— begin Records supplied —

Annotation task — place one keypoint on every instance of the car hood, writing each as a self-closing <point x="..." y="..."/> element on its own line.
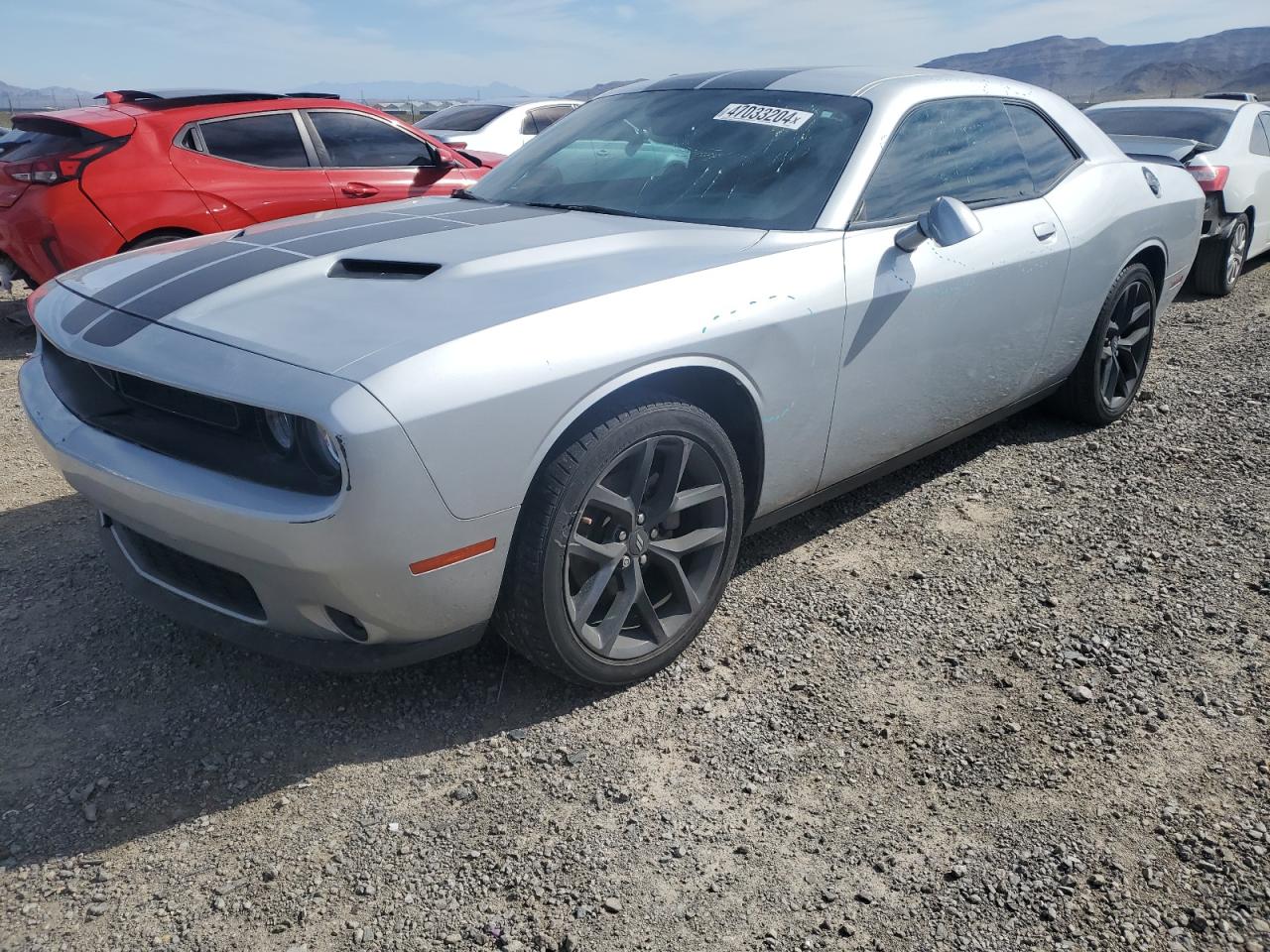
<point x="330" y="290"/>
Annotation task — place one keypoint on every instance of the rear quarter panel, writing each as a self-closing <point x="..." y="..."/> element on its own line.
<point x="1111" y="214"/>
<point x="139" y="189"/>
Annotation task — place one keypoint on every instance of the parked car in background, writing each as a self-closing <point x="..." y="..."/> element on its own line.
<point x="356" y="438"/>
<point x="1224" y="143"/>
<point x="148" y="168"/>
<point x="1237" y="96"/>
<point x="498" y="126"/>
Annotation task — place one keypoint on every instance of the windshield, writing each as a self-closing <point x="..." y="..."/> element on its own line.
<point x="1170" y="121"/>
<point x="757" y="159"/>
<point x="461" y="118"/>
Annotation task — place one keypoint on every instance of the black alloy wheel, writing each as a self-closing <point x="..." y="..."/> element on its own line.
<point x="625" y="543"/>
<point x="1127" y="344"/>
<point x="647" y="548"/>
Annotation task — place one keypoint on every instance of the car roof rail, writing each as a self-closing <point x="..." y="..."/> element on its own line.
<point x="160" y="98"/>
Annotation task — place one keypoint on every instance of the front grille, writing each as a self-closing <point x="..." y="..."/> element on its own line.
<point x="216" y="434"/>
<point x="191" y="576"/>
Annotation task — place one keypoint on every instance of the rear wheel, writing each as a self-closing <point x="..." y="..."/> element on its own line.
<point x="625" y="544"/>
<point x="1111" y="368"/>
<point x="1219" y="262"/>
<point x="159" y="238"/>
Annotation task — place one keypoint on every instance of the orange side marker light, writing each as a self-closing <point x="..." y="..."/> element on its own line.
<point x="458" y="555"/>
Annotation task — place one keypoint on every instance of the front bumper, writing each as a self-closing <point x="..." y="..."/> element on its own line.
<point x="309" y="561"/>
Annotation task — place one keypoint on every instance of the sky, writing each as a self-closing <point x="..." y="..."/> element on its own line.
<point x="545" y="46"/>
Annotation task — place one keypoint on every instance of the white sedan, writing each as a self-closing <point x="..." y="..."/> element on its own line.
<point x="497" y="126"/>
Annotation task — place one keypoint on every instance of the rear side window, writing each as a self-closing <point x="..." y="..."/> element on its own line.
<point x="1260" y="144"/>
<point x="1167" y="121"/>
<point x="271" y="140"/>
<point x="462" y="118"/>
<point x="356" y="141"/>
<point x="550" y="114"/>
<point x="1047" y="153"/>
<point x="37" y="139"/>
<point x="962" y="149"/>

— end Records supplied —
— begin Records supplied —

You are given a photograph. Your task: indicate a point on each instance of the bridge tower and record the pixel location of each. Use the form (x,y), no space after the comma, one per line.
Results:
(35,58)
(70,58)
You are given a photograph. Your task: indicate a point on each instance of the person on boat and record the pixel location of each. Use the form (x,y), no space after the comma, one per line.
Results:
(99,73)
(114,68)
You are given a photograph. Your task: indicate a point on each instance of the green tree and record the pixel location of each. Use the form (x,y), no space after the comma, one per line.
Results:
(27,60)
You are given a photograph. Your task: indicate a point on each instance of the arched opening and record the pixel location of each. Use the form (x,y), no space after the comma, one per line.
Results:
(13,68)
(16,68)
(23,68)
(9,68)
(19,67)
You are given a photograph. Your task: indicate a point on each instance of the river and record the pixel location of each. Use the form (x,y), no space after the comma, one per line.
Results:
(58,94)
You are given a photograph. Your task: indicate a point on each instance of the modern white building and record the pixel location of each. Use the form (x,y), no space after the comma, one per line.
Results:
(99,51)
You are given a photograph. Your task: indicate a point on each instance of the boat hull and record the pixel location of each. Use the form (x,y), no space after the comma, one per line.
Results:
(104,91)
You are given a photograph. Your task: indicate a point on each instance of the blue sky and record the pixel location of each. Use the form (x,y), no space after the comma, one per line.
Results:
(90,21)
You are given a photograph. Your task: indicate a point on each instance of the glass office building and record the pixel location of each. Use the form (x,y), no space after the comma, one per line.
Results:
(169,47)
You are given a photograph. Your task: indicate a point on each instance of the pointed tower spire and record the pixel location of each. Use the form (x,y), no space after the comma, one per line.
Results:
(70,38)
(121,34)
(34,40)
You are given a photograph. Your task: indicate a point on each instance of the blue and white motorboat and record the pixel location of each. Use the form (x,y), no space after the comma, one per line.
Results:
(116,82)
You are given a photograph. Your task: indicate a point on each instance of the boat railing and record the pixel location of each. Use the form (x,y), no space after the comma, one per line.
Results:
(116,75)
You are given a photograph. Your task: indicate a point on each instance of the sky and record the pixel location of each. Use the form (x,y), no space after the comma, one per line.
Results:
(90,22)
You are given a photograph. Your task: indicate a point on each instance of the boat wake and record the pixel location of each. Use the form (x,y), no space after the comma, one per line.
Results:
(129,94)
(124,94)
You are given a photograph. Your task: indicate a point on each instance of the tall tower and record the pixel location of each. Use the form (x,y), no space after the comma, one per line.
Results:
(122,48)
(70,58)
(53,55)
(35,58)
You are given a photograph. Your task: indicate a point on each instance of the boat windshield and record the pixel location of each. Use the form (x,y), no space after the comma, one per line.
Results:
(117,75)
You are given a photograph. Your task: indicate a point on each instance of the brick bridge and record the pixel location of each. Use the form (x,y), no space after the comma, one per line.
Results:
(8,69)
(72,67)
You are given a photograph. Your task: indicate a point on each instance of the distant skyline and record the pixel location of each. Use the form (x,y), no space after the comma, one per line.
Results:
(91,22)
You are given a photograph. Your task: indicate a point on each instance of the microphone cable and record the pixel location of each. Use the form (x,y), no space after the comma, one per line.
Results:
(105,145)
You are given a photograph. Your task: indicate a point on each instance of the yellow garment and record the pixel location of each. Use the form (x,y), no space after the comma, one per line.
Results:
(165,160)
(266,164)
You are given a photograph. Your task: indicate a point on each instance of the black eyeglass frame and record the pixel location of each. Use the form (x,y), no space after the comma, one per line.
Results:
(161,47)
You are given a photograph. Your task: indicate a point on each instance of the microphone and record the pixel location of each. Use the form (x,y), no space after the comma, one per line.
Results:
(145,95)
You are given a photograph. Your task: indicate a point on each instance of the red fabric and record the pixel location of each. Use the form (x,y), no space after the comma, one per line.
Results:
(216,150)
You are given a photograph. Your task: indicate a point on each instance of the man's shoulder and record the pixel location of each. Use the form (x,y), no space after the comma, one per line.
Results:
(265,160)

— end Records supplied —

__Task prompt__.
List each line of the data above that contains the word "rear".

__Full answer__.
Annotation task — place one keypoint on every instance of the rear quarter panel, writing each as a self-closing <point x="..." y="..."/> element on its own line.
Annotation task — place one keypoint on every instance of the rear wheel, writing each as a self-closing <point x="..." y="..."/> element on its own line.
Annotation task — place one keypoint on every instance of the rear side window, writing each as a self-closing <point x="..." y="..."/> element on its own line.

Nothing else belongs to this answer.